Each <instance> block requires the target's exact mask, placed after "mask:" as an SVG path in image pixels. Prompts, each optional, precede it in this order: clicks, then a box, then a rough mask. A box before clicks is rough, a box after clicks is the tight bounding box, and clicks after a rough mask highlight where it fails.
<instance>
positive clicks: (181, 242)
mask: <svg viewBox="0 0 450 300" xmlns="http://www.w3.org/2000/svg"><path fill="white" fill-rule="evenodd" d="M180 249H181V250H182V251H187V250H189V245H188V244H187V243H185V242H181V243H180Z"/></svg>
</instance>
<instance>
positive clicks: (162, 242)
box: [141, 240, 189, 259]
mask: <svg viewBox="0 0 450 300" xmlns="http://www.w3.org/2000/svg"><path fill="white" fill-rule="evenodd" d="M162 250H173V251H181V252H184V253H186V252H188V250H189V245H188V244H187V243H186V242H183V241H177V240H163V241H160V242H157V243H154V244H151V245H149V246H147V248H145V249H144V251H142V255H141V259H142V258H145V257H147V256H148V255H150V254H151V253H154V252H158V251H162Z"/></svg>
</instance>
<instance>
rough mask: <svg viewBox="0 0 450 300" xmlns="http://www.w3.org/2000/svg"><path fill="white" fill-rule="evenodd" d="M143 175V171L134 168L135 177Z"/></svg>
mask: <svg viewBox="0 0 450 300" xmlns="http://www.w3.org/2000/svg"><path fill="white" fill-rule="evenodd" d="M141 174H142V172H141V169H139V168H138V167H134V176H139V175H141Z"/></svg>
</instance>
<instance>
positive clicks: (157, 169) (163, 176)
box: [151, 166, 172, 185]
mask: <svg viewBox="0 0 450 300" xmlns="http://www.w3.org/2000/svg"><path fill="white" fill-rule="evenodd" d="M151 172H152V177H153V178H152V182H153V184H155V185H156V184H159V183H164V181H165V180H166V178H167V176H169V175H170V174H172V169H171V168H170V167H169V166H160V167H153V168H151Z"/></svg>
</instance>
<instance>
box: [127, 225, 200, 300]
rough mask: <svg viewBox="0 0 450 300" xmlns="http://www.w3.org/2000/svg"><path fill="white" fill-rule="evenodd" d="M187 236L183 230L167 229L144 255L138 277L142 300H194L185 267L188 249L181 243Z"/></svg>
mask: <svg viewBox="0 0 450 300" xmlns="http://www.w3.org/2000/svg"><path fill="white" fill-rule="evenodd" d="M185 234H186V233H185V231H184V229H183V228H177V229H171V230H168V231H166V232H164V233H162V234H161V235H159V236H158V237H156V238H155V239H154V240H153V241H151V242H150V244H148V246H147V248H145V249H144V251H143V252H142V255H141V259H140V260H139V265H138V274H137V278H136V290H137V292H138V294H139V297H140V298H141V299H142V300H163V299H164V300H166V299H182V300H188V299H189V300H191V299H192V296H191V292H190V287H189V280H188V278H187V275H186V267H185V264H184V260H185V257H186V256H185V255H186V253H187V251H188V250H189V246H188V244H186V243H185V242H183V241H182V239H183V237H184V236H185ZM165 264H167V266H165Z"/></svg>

> **WORK TASK**
The lines to return begin at the first line of the records and end at the line holding "positive clicks: (157, 169) (163, 176)"; please return them exactly, including both, and nothing beyond.

> **ANSWER BOX**
Each <instance> block requires the target's exact mask, placed after "mask:" as an SVG path in image pixels. Prompts, each optional, precede it in this order: clicks, then a box, then a rough mask. A box before clicks is rough, a box after clicks is the tight bounding box, and clicks after a rough mask highlight where it fails.
<instance>
positive clicks: (181, 242)
mask: <svg viewBox="0 0 450 300" xmlns="http://www.w3.org/2000/svg"><path fill="white" fill-rule="evenodd" d="M180 249H181V250H182V251H187V250H189V245H188V244H187V243H185V242H181V243H180Z"/></svg>
</instance>
<instance>
positive clicks: (162, 242)
box: [141, 240, 189, 259]
mask: <svg viewBox="0 0 450 300" xmlns="http://www.w3.org/2000/svg"><path fill="white" fill-rule="evenodd" d="M162 250H173V251H181V252H184V253H186V252H188V250H189V245H188V244H187V243H186V242H183V241H177V240H163V241H160V242H157V243H154V244H151V245H149V246H147V248H145V249H144V251H142V255H141V259H142V258H145V257H147V256H148V255H150V254H151V253H154V252H158V251H162Z"/></svg>
</instance>
<instance>
rough mask: <svg viewBox="0 0 450 300" xmlns="http://www.w3.org/2000/svg"><path fill="white" fill-rule="evenodd" d="M143 175V171L134 168L135 177Z"/></svg>
mask: <svg viewBox="0 0 450 300" xmlns="http://www.w3.org/2000/svg"><path fill="white" fill-rule="evenodd" d="M141 174H142V172H141V169H139V168H138V167H134V176H139V175H141Z"/></svg>
</instance>
<instance>
positive clicks: (157, 169) (163, 176)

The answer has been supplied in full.